# Tugas Tertulis 1
Menurut teks kutipan tentang pemilu presiden Venezuela, berapa persen suara yang diperoleh Manuel Rosales?
# Tugas Tertulis 2
Temukan setiap baris dalam catatan yang memuat kata "fence", lalu salin baris-baris itu.

# Teks Kutipan
Monday, December 11, 2006

Sang Radikal Kembali Memimpin

Sang Radikal Kembali Memimpin

Para pemilih telah menetapkan keputusannya. Hugo Chavez, sejak 1998, kembali dinyatakan sebagai pemenang dari pemilu presidensial 3 Desember lalu. Ia mengungguli kompetitornya, Manuel Rosales, dengan perolehan suara 62,89 persen (7.161.637) berbanding 36,85 persen (4.196.329) suara.
Ada 14 kandidat yang mencalonkan diri sebagai presiden, yang didukung oleh 79 partai—24 partai mendukung Chavez, dan 43 membela Rosales. Tidak ada kandidat lain yang beroleh lebih dari 1 persen suara. Dengan demikian, Hugo Chavez sebagai presiden terpilih akan memimpin Venezuela untuk masa enam tahun yang kedua kalinya (dalam aturan Konstitusi 1999) mulai Februari 2007 nanti.

# Informasi yang Diberikan
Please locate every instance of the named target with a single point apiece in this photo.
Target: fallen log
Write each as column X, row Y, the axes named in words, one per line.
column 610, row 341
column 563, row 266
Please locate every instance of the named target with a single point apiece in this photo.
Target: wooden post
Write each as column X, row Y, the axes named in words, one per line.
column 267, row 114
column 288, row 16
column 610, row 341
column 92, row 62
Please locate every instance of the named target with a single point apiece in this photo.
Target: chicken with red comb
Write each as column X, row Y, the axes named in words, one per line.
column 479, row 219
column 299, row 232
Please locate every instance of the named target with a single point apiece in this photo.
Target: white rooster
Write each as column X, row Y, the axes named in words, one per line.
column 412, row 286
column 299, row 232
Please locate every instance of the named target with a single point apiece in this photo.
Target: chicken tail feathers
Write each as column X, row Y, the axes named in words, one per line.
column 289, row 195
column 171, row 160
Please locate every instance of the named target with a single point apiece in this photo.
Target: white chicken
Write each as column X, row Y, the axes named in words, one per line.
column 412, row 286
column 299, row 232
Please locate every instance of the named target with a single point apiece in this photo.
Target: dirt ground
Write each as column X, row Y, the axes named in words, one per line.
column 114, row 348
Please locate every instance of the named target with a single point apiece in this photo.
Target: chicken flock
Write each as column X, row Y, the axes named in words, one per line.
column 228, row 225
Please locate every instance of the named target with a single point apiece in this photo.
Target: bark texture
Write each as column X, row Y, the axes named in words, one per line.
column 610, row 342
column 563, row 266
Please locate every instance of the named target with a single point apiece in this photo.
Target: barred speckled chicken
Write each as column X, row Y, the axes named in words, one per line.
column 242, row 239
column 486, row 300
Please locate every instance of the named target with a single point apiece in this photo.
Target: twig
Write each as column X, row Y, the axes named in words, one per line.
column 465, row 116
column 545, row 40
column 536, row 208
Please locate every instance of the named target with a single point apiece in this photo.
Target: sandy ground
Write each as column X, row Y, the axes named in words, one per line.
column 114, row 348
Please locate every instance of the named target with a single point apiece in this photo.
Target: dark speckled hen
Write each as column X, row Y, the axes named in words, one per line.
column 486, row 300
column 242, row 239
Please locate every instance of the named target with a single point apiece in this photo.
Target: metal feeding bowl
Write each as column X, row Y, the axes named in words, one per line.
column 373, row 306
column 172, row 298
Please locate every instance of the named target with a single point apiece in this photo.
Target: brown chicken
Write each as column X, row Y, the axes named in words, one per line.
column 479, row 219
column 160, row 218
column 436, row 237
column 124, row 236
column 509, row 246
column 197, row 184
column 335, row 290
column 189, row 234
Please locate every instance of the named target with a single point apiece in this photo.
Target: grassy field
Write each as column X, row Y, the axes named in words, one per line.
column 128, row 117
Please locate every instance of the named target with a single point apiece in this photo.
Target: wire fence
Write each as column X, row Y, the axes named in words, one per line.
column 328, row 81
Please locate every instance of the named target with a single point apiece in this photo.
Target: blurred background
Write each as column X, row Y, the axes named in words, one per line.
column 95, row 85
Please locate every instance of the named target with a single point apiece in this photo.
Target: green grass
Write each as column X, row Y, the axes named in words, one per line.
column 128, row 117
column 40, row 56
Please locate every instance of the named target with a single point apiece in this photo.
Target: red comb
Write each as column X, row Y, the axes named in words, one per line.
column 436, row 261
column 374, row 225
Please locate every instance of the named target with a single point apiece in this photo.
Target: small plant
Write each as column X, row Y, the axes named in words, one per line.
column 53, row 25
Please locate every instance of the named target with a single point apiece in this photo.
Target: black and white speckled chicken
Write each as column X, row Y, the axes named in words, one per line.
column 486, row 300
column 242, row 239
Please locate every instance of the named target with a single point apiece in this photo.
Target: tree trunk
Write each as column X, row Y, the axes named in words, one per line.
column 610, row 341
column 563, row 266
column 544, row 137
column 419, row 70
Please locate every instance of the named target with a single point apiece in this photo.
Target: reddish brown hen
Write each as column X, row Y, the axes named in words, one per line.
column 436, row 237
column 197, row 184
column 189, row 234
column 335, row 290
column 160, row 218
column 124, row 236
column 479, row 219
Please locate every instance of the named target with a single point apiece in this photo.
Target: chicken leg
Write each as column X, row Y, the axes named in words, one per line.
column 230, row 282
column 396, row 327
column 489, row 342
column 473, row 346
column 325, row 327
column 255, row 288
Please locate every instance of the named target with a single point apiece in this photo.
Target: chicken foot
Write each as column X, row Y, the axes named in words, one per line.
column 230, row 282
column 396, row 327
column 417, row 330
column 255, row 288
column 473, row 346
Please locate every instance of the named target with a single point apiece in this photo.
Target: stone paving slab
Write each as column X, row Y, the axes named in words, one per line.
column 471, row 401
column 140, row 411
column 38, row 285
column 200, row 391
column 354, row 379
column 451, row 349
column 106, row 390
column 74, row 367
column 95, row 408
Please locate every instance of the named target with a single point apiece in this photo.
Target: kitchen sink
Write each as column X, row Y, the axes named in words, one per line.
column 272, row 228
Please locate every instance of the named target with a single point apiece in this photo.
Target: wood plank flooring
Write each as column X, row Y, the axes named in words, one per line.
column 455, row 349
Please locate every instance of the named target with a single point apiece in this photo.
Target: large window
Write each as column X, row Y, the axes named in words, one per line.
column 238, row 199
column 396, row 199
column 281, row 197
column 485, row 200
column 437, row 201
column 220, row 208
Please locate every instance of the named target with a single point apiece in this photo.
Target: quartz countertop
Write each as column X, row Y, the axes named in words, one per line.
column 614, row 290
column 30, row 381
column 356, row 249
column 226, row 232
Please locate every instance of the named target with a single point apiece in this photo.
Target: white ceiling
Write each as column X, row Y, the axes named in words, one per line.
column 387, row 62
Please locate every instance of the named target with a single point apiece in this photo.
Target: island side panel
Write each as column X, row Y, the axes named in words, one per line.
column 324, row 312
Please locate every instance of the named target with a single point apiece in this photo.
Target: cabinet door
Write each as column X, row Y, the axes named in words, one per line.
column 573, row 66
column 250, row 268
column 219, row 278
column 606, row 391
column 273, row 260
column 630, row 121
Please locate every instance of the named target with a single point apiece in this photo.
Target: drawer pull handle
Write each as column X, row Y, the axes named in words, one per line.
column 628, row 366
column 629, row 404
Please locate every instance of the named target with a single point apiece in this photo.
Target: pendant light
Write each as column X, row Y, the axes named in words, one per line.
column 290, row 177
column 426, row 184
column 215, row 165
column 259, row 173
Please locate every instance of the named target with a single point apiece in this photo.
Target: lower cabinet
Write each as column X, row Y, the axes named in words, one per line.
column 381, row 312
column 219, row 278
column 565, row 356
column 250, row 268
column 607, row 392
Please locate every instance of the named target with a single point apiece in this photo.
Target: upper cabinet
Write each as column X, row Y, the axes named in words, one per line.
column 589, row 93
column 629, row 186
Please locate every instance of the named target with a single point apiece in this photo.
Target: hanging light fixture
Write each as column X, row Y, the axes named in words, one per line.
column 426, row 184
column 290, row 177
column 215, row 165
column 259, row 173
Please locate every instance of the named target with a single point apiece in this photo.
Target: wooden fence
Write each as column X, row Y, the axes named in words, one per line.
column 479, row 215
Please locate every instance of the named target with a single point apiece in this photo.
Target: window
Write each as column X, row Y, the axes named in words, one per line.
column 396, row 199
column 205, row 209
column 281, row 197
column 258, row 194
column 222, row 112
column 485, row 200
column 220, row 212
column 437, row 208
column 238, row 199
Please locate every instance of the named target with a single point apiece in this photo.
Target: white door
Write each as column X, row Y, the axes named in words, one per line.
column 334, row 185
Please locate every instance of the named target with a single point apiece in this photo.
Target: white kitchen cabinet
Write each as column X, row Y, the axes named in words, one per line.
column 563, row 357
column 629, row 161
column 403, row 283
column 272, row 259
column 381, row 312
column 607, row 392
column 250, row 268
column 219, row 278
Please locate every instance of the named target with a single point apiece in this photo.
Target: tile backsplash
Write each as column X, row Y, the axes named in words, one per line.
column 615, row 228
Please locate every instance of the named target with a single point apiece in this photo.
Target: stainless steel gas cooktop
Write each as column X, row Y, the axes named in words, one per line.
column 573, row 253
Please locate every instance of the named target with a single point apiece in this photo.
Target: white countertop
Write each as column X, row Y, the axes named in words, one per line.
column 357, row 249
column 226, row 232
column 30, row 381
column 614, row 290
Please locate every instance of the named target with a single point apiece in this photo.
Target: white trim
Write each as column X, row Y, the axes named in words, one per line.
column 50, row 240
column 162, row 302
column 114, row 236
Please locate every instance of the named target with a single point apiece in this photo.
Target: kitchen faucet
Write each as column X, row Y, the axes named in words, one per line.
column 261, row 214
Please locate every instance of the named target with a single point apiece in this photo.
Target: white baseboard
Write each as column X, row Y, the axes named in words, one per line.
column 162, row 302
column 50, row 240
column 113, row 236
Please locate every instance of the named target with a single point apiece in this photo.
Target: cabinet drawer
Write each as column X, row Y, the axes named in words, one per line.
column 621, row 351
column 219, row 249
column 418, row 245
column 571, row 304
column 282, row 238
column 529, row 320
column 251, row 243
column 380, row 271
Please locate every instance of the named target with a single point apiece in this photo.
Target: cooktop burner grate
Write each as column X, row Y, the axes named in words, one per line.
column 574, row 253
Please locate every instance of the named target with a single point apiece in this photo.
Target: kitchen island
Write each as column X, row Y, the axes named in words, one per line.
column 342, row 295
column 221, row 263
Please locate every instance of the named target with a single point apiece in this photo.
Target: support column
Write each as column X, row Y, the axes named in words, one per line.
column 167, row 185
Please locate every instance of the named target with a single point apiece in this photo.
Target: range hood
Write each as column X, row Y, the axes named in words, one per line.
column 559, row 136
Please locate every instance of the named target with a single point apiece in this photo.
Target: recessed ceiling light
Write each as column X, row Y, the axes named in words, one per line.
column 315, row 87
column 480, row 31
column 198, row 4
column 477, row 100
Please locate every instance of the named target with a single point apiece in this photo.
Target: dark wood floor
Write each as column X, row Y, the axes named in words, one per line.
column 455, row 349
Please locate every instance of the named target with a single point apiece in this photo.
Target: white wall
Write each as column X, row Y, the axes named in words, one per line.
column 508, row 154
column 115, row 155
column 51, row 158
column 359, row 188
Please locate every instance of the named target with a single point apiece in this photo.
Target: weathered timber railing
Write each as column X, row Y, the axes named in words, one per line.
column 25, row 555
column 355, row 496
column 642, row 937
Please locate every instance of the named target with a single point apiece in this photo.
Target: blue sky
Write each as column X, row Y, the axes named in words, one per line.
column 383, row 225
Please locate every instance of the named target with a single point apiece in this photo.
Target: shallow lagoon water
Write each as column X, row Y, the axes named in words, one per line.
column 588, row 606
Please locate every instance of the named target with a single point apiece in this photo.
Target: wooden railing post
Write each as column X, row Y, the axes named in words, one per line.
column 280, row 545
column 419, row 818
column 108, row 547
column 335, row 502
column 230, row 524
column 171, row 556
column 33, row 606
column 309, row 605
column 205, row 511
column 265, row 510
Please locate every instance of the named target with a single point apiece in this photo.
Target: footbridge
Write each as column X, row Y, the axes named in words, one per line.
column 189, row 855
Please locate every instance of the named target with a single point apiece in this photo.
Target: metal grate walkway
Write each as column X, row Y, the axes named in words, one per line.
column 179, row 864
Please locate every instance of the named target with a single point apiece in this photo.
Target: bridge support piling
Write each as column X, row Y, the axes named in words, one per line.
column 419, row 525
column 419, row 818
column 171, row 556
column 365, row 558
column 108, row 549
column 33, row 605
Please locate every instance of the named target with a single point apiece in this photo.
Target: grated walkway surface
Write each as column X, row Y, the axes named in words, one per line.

# Jawaban Tertulis 1
36,85 persen, atau 4.196.329 suara.

# Jawaban Tertulis 2
Target: wire fence
Target: wooden fence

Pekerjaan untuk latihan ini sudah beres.